[THE EXERCISE]: In every item below, substitute "descriptive phrase" for each occurrence of "noun phrase" and reproduce the lines with nothing else altered. Omit the pictures from your reproduction.

Data listing
►

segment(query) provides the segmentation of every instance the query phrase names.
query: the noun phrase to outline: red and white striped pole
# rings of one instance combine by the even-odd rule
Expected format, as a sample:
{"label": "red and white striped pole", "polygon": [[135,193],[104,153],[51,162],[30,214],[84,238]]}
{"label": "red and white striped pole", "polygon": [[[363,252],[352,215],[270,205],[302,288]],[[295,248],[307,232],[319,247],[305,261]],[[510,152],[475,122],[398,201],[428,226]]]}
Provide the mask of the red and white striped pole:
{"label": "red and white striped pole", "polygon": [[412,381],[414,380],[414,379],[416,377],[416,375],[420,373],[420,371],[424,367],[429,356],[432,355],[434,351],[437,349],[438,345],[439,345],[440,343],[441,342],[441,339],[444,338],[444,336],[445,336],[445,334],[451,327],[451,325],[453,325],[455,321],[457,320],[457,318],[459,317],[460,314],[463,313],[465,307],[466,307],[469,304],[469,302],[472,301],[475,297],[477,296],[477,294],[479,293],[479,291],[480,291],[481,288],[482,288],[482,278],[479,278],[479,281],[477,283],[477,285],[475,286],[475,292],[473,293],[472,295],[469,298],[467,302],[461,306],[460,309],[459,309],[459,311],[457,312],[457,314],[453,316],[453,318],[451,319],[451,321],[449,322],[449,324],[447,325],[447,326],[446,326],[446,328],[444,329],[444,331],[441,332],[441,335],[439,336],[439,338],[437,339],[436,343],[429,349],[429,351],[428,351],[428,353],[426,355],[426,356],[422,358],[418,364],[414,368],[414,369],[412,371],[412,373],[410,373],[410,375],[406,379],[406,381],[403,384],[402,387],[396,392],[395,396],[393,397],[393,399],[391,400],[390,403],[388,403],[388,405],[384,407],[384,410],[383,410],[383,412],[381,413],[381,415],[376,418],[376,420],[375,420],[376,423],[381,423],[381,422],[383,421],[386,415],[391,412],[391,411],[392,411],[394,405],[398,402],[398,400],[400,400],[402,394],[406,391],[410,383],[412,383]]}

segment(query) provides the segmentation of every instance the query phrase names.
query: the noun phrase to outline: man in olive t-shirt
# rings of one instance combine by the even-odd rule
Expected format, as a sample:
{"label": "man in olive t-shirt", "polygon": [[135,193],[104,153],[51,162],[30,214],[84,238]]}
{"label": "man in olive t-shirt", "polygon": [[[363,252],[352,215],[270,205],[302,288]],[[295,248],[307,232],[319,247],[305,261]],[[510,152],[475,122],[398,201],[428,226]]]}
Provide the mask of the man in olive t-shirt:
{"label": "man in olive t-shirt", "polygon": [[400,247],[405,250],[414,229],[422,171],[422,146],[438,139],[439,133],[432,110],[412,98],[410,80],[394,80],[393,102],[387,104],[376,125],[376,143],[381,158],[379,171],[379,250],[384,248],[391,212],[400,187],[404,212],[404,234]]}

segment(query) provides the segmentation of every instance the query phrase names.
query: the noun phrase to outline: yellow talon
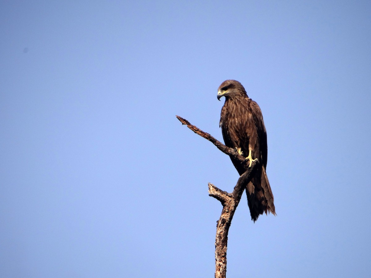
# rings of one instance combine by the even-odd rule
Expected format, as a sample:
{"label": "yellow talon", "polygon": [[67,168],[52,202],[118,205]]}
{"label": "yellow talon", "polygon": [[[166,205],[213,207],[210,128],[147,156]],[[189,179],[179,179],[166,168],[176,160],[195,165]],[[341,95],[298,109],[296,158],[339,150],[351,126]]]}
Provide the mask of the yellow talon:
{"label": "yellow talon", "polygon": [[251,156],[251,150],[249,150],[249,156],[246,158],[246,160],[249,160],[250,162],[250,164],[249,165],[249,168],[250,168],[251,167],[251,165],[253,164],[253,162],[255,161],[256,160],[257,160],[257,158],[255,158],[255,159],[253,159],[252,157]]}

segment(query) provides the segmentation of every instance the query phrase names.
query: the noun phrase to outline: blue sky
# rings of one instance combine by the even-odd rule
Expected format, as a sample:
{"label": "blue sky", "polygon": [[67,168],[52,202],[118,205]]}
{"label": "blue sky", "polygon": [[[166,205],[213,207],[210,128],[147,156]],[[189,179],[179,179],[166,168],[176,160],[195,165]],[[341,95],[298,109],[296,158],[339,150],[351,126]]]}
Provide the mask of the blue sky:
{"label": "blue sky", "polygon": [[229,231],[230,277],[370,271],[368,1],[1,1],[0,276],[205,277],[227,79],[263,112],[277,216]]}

◄

[THE ANSWER]:
segment(query) provides the segmentation of every instance the query phrase names.
query: the descriptive phrase to outline: red and white striped pole
# rings of one instance combine by the even-odd rule
Expected format, as a sample:
{"label": "red and white striped pole", "polygon": [[135,193],[104,153],[51,162],[30,214],[84,238]]}
{"label": "red and white striped pole", "polygon": [[[363,252],[352,215],[270,205],[302,288]],[[295,248],[307,232],[319,247],[305,261]],[[510,152],[475,122],[398,201],[428,226]]]}
Provide the mask of the red and white striped pole:
{"label": "red and white striped pole", "polygon": [[412,381],[414,380],[414,379],[416,377],[416,375],[420,373],[420,371],[424,367],[429,356],[432,355],[434,351],[437,349],[438,345],[439,345],[440,343],[441,342],[441,339],[444,338],[444,336],[445,336],[445,334],[451,327],[451,325],[453,325],[455,321],[457,320],[457,318],[459,317],[460,314],[463,313],[465,307],[466,307],[469,304],[469,302],[472,301],[475,297],[477,296],[477,294],[479,293],[479,291],[480,291],[481,288],[482,288],[482,278],[479,278],[479,281],[477,283],[477,285],[475,286],[475,292],[473,293],[472,295],[469,298],[467,302],[461,306],[460,309],[459,309],[459,311],[457,312],[457,314],[453,316],[453,318],[451,319],[451,321],[449,322],[449,324],[447,325],[447,326],[446,326],[446,328],[444,329],[444,331],[441,332],[441,335],[439,336],[439,338],[437,339],[436,343],[429,349],[429,351],[428,351],[428,353],[426,355],[426,356],[422,358],[418,364],[414,368],[414,369],[412,371],[412,373],[410,373],[410,375],[406,379],[406,381],[403,384],[402,387],[396,392],[395,396],[393,397],[393,399],[391,400],[390,403],[388,403],[388,405],[384,407],[384,410],[383,410],[383,412],[381,413],[381,415],[376,418],[376,420],[375,420],[376,423],[381,423],[381,422],[383,421],[386,415],[391,412],[391,411],[392,411],[394,405],[398,402],[398,400],[400,400],[402,394],[406,391],[410,383],[412,383]]}

segment(query) provides the segmentation of every instance the query phrase names.
query: the descriptive phrase to outline: man in olive t-shirt
# rings of one instance combine by the even-odd rule
Expected format, as a sample:
{"label": "man in olive t-shirt", "polygon": [[135,193],[104,153],[51,162],[30,214],[84,238]]}
{"label": "man in olive t-shirt", "polygon": [[[363,252],[352,215],[270,205],[302,288]],[[295,248],[307,232],[319,247],[305,261]],[[510,152],[475,122],[398,201],[428,226]]]}
Provide the mask of the man in olive t-shirt:
{"label": "man in olive t-shirt", "polygon": [[400,247],[405,250],[414,229],[422,171],[422,146],[438,139],[439,133],[432,110],[412,98],[410,80],[394,80],[393,102],[387,104],[376,125],[376,143],[381,158],[379,171],[379,250],[384,248],[391,212],[400,187],[404,212],[404,234]]}

segment(query) provides the segmentation of every instance the query phrase names.
query: the descriptive phrase to outline: yellow talon
# rings of one instance combine by the even-odd rule
Expected format, as a sample:
{"label": "yellow talon", "polygon": [[67,168],[52,202],[118,205]]}
{"label": "yellow talon", "polygon": [[[166,205],[213,207],[210,128],[147,156]],[[189,179],[179,179],[166,168],[176,160],[195,165]],[[341,95],[298,109],[296,158],[339,150],[351,126]]]}
Provide the mask of the yellow talon:
{"label": "yellow talon", "polygon": [[251,156],[251,150],[249,150],[249,156],[246,158],[246,160],[249,160],[250,162],[250,164],[249,165],[249,168],[250,168],[251,167],[251,165],[253,164],[253,162],[255,161],[256,160],[257,160],[257,158],[255,158],[255,159],[253,159],[252,157]]}

segment(query) provides the segmentation of every instance the query phrase names.
query: the descriptive phrase to outline: blue sky
# rings of one instance combine by the even-odd rule
Expected format, as a sample:
{"label": "blue sky", "polygon": [[67,168],[52,202],[118,205]]}
{"label": "blue sky", "polygon": [[[166,205],[213,207],[210,128],[147,156]],[[189,179],[179,179],[166,168],[176,160],[195,165]],[[341,95],[298,109],[296,158],[339,150],[351,126]]]}
Provide the mask of the blue sky:
{"label": "blue sky", "polygon": [[229,231],[230,277],[370,271],[368,1],[1,1],[0,276],[205,277],[227,79],[263,112],[277,216]]}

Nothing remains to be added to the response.